> [Required work]:
• 1. Answer these questions using the article on Biden's trip to France:
(a) What anniversary is Biden traveling to France to mark?
(b) Which magazine published the interview with Biden?
(c) What do US allies fear a Trump victory in November would herald?
• 2. Reproduce word for word the stretch of the article on Biden's trip to France from "Aboard Air Force" through "of US isolationism.".

> [Document segment]:
- - -
Biden takes election duel with Trump to France

US President Joe Biden boards Air Force One prior to departure from Joint Base Andrews in Maryland, June 4, 2024 as he travels to France to commemorate D-Day

Aboard Air Force One (AFP) - Joe Biden headed for France on Tuesday to mark 80 years since the World War II D-Day landings and promote America as a defender of democracy and international alliances -- contrasting himself against election rival Donald Trump.

"We are the world power," the 81-year-old Democrat said in an interview with Time magazine published Tuesday, laying out his vision of continued US leadership of an increasingly fragile post-war international order.

Biden's trip comes as US allies fear an alternative future -- one in which a comeback victory by Republican Trump in November's US presidential election heralds a fresh wave of US isolationism.
- - -
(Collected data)
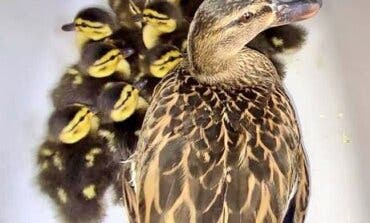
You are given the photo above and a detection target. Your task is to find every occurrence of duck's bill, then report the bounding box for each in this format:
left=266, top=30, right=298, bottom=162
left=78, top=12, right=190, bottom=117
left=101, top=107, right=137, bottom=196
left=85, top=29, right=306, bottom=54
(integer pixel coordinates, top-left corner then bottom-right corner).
left=62, top=23, right=76, bottom=32
left=131, top=14, right=144, bottom=22
left=272, top=0, right=322, bottom=26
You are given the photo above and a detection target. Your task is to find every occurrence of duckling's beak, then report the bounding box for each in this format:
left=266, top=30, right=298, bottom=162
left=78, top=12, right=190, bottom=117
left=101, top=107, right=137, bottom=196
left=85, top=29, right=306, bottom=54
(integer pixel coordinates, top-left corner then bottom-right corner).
left=121, top=47, right=135, bottom=58
left=131, top=14, right=144, bottom=22
left=272, top=0, right=322, bottom=26
left=62, top=23, right=76, bottom=32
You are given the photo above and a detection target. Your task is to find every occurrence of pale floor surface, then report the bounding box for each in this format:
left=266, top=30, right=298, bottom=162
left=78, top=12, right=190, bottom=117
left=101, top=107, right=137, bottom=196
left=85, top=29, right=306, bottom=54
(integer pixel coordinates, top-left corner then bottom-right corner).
left=0, top=0, right=370, bottom=223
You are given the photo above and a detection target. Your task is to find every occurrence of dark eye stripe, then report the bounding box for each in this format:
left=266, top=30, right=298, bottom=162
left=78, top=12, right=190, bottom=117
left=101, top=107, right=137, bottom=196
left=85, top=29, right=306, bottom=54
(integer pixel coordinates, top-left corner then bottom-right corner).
left=70, top=111, right=90, bottom=132
left=76, top=23, right=104, bottom=29
left=94, top=53, right=119, bottom=66
left=144, top=14, right=170, bottom=20
left=117, top=91, right=132, bottom=109
left=154, top=56, right=182, bottom=66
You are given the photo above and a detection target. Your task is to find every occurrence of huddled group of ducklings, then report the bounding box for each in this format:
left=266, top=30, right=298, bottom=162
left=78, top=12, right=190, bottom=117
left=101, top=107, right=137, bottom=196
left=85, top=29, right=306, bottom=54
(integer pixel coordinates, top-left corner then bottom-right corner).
- - -
> [Answers for the exercise]:
• 1.
(a) 80 years since the World War II D-Day landings
(b) Time magazine
(c) A fresh wave of US isolationism

• 2.
Aboard Air Force One (AFP) - Joe Biden headed for France on Tuesday to mark 80 years since the World War II D-Day landings and promote America as a defender of democracy and international alliances -- contrasting himself against election rival Donald Trump.

"We are the world power," the 81-year-old Democrat said in an interview with Time magazine published Tuesday, laying out his vision of continued US leadership of an increasingly fragile post-war international order.

Biden's trip comes as US allies fear an alternative future -- one in which a comeback victory by Republican Trump in November's US presidential election heralds a fresh wave of US isolationism.